Your task
Copy the listing below word for word, omitting the pictures.

Records from a collection

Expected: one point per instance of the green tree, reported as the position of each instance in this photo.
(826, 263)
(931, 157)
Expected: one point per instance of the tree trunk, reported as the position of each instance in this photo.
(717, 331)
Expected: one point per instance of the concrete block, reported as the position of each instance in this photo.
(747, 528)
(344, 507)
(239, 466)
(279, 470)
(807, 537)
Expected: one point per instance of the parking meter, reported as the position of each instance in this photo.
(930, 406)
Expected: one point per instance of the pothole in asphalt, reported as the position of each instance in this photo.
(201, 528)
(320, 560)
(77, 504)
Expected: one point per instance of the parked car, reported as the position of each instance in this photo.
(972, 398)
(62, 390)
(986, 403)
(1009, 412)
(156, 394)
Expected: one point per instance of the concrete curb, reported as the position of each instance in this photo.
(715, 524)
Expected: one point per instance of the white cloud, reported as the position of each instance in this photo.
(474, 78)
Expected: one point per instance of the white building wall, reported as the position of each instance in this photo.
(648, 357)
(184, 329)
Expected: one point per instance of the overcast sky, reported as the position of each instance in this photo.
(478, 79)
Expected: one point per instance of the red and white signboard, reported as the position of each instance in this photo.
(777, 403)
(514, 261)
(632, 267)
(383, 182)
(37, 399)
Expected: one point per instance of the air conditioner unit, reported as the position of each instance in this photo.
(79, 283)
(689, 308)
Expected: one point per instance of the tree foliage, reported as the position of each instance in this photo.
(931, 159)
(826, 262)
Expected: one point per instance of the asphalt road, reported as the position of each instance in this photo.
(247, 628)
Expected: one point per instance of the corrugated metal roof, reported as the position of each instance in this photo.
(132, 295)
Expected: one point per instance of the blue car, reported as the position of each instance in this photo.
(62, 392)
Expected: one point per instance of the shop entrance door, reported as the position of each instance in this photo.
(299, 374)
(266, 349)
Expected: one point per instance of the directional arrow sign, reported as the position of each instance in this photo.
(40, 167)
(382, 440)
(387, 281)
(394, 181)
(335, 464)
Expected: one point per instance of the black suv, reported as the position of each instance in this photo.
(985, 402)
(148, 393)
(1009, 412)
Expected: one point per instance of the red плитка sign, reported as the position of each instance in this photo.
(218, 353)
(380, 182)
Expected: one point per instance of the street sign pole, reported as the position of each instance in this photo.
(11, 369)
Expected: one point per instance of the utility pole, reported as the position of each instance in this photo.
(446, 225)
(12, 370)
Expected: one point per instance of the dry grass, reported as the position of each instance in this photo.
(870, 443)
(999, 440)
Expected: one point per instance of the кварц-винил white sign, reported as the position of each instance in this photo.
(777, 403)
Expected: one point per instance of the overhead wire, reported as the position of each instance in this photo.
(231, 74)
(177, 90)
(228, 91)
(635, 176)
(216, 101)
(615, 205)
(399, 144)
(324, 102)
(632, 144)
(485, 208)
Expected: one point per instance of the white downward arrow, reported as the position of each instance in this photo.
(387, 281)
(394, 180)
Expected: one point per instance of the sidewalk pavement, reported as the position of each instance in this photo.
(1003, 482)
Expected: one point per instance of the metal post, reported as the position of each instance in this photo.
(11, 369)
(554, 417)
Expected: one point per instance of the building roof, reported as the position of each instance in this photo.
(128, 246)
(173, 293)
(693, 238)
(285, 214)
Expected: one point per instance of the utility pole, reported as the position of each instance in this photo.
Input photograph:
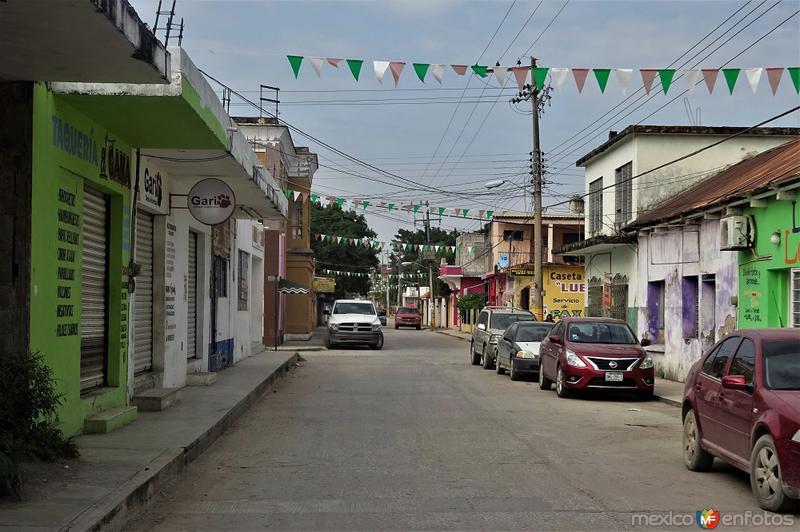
(538, 303)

Output for this exercise
Expected: one point per instance of the green tree, reported as the position of each instance in this photo.
(826, 263)
(931, 157)
Expected: one point per instance of the tree trunk, reported as the position of each instance in this photo.
(717, 331)
Expected: one point per instance of the concrete block, reported as the position of each instance in this photo.
(747, 528)
(344, 507)
(239, 466)
(279, 470)
(807, 537)
Expected: one point per instance of the parking meter, reported as the position of each instance in this photo.
(930, 406)
Expected: one point per instance of the pothole in asphalt, reported as the position of each instance in this photo.
(201, 528)
(320, 560)
(77, 504)
Expected: one point per instance of the parked car, reported as the position of each instance in this photo.
(972, 398)
(62, 390)
(986, 403)
(1009, 412)
(156, 394)
Expected: one point per instance of the concrete curb, reported as the position of each instance in this photo.
(715, 524)
Expected: one point per instance of the white cloud, reported as the position of each instance in this photo.
(474, 78)
Expected: one point per instance of the white building wall, reported as the position of each instance in this photo.
(648, 357)
(184, 329)
Expected: one point per instance of the overcast sky, reported as the position of each instance in this photo.
(478, 79)
Expected: one point per instance of the red and white signboard, reported as the position of each instance in this photo.
(777, 403)
(514, 261)
(632, 267)
(383, 182)
(37, 399)
Expected: one point per instance of the air conditioner unit, reported as the position of each instance in this photo.
(79, 283)
(689, 308)
Expected: one point per instance of the tree foliage, reported as the position of each instance in this photo.
(931, 159)
(826, 262)
Expected: one point per instance of the asphalt road, reported as the position of each instance in this photo.
(247, 628)
Expected: one point per instance of the corrugated metal roof, reported as the position of each instance in this photo.
(132, 295)
Expected: one point per instance of the blue car, reported as the position of each instance in this photo.
(62, 392)
Expected: one point per instance of the shop entrance door, reported as the position of each instance in this photo.
(299, 374)
(266, 349)
Expected: one point per instance of the directional arrow sign, reported as the position of each instance in this photo.
(40, 167)
(382, 440)
(387, 281)
(394, 181)
(335, 464)
Expected: one point per instance of the black suv, reported as the position of each instance in this photo.
(985, 402)
(148, 393)
(1009, 412)
Expected: one point per instance of the red плитка sign, reported as the position of each instance in this photo.
(218, 353)
(380, 182)
Expected: one point per instance of the street sign pole, reported as the position of each instance in this photo.
(11, 369)
Expected: one point per instance of the utility pole, reported as the position of each instance in this photo.
(446, 225)
(12, 370)
Expected: one point per instance of the dry grass, reported as the position of each instance in this photo.
(870, 443)
(999, 440)
Expected: one point per instance of the кварц-винил white sign, reported as the position of each instance in this photo.
(777, 403)
Expected: one point per instance of the overhead wire, reported as the position of each instance in this photo.
(231, 74)
(177, 90)
(228, 91)
(635, 176)
(216, 101)
(615, 205)
(399, 144)
(324, 102)
(632, 144)
(485, 208)
Expected: one point per instance of the white downward arrow, reported as the position of each instance in this photo.
(387, 281)
(394, 180)
Expected: one point per instance of the sidewalk pavement, reported as the position of each instance in this photo.
(1003, 482)
Expected: one point per instance of the metal post, reported as the position of each instance in this photo.
(11, 369)
(554, 417)
Expected: one point per instance of the building roof, reported as the position of each instance in this photo.
(128, 246)
(173, 293)
(693, 238)
(285, 214)
Expected: one point per instance of the utility pole, reported as the position of each instance in this photo.
Input photograph:
(538, 303)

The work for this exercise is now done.